Belge:

O halde geleceği inşa etmek için; insanlar üstü, akıllar üstü, kültürler üstü ve zamanlar üstü bir argüman lazım. Kişilere göre değişmeyen bir argüman. Bu argüman ayetlerden hali kılınamaz. 

Bazı insanları dışlayan bölgesel bir söylem, diğer ülkeleri diskalifiye eden ülkesel bir eylem, farklı renkleri yok sayan tensel bir plan yerel kalmaya mahkumdur. Kadüktür, geleceği yoktur bu gibi girişimlerin.

Kendi gündemini belirleyemeyen, akıl üstü olmayan, vahye dayanmayan bir hedef geleceğe de yürüyemez. Kültürler üstü olmayan bir gelecek günümüzde olduğu gibi iç çatışmalardan yakasını da kurtaramaz. Kültürler üstü olmayan her hesap, her kitap işi sığ kalacaktır. O halde zaman, zemin ve şahıslara bağlı ve sınırlı olmayan bir gelecek oluşturmak her Müslümanın birincil ve öncelikli görevidir. Tutunduğumuz dalın dini bir argümanı yoksa her an düşebiliriz. Rezil oluruz ahirette Rabbü-l Alemin’e. Tutunmaya çalıştığımız her dal, dinden uzaklaşmamıza sebeb verebileceği gibi ayaklarımızı daha sağlam basmamaya neden de olabilir. Yere basmayan, vahye dayanmayan her girişim mutlak manada başarısızdır. Dalın yerden yüksekliği tutunanlar için her an felakete sebep olabilir.

Veri Kesiti:
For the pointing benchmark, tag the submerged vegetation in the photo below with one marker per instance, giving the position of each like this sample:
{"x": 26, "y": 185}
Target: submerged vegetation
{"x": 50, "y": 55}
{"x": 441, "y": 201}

Yapılacak İşler:
(1) Geleceğin inşası üzerine yazıda "O halde geleceği" ile "bu gibi girişimlerin." arasındaki bölümü, bu ifadeler de dahil olmak üzere hiçbir değişiklik yapmadan yazıya geçiriniz.
(2) Geleceğin inşası üzerine yazıyı, son cümlesinden sonra gelecek biçimde sürdürünüz.

Yazılı Yanıtlar:
(1)
O halde geleceği inşa etmek için; insanlar üstü, akıllar üstü, kültürler üstü ve zamanlar üstü bir argüman lazım. Kişilere göre değişmeyen bir argüman. Bu argüman ayetlerden hali kılınamaz. 

Bazı insanları dışlayan bölgesel bir söylem, diğer ülkeleri diskalifiye eden ülkesel bir eylem, farklı renkleri yok sayan tensel bir plan yerel kalmaya mahkumdur. Kadüktür, geleceği yoktur bu gibi girişimlerin.

(2)
Nihat Güç

4 / TABİAT BOŞLUK KABUL ETMEZ

Batı’da -özellikle Aydınlanma ile beraber— hukuk ile ahlakın, buna paralel olarak fizik ile metafiziğin, din ile devletin, din ile bilimin, din ile her şeyin arası ayrılmıştır. Ba­tı zihni bu kavramsallaştırma ile dünyayı algılamış, diğer milletleri de bu kavramsallaştırmanın hegemonik gücü ile değerlendirmiştir. Olgulardan, devletten, ekonomiden, sanattan ve aslında insandan, Aydınlanma öncesi var olan “değer” ve “ahlak” soyutlanmış, çekip çı­karılarak alınmıştır. Tabii yerine Aydınlanmanın “değer” ve “ahlak”ı konmuştur. Zira tabiat boşluk kabul etmez.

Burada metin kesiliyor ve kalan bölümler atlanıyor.